### DATA RECORDS

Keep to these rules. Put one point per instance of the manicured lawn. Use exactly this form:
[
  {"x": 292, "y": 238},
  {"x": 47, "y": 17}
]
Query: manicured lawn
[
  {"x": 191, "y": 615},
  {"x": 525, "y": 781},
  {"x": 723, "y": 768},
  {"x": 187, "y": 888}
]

######

> _WRITTEN TASK_: Output every line above word for word, with no changes.

> _ANSWER TO THE EXERCISE_:
Keep to these rules. Put one point per instance of the manicured lawn. Use exactly this form:
[
  {"x": 292, "y": 238},
  {"x": 47, "y": 17}
]
Query: manicured lawn
[
  {"x": 191, "y": 615},
  {"x": 525, "y": 781},
  {"x": 723, "y": 768},
  {"x": 187, "y": 888}
]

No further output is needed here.